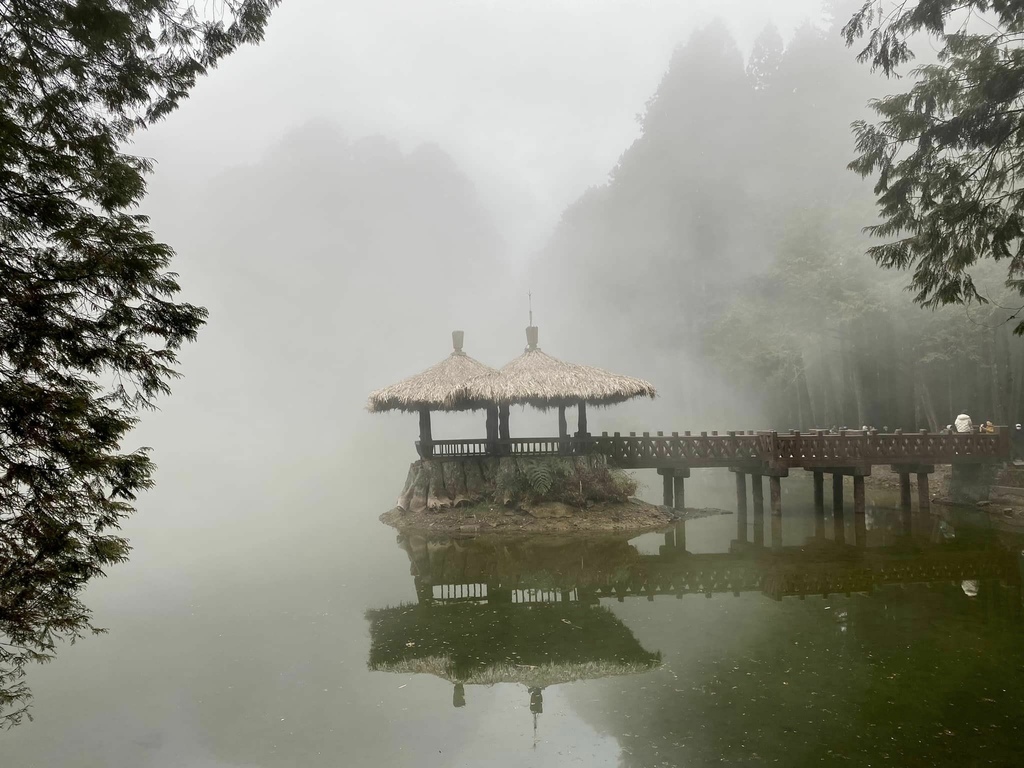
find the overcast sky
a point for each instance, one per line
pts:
(536, 99)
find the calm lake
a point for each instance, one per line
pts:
(320, 637)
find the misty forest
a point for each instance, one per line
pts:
(800, 221)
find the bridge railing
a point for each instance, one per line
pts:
(853, 448)
(850, 448)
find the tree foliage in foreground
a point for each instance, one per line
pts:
(949, 153)
(89, 326)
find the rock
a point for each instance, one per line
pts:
(547, 510)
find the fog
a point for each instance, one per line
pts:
(376, 175)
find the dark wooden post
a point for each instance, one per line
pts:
(924, 499)
(859, 520)
(426, 438)
(757, 492)
(503, 422)
(670, 541)
(740, 506)
(493, 430)
(839, 529)
(775, 492)
(819, 505)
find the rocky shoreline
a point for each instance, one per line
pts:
(633, 516)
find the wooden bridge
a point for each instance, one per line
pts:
(768, 452)
(772, 455)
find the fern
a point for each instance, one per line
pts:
(541, 475)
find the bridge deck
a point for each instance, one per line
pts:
(765, 451)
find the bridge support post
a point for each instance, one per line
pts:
(859, 519)
(740, 506)
(904, 502)
(819, 505)
(757, 488)
(839, 526)
(775, 489)
(924, 498)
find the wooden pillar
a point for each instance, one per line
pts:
(839, 528)
(775, 492)
(904, 503)
(492, 426)
(859, 518)
(426, 438)
(757, 492)
(924, 498)
(819, 505)
(904, 492)
(503, 422)
(740, 507)
(679, 497)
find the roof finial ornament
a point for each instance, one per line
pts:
(531, 335)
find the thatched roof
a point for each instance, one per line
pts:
(540, 380)
(436, 388)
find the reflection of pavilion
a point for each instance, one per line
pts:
(526, 609)
(493, 640)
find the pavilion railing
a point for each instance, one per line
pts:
(849, 448)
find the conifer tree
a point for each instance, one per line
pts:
(89, 325)
(948, 155)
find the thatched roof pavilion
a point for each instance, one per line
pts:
(537, 379)
(440, 387)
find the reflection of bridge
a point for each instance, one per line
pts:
(527, 570)
(526, 609)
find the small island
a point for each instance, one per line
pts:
(528, 494)
(505, 486)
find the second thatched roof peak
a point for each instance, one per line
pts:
(540, 380)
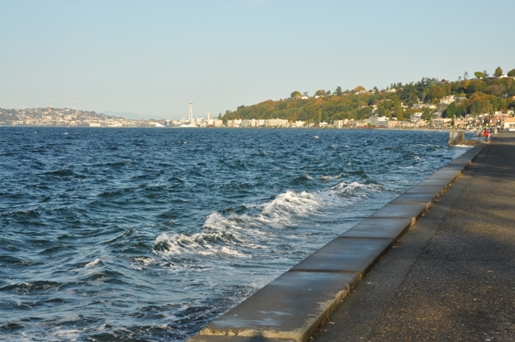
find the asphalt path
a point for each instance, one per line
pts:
(452, 276)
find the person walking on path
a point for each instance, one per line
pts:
(486, 134)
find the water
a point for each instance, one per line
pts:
(148, 234)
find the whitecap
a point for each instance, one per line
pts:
(93, 263)
(328, 178)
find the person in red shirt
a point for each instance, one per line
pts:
(486, 134)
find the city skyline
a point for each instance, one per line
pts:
(152, 58)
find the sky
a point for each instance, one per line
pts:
(152, 57)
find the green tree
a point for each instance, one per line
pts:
(426, 114)
(451, 110)
(296, 95)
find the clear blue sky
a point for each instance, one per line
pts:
(152, 57)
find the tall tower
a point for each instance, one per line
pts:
(191, 112)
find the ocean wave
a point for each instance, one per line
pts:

*EXERCISE INSTRUCTIONS*:
Scan the data above. Return every line with "reflection" in it.

*SOLUTION TO THIS PROBLEM*:
find the reflection of pavilion
find the reflection of bridge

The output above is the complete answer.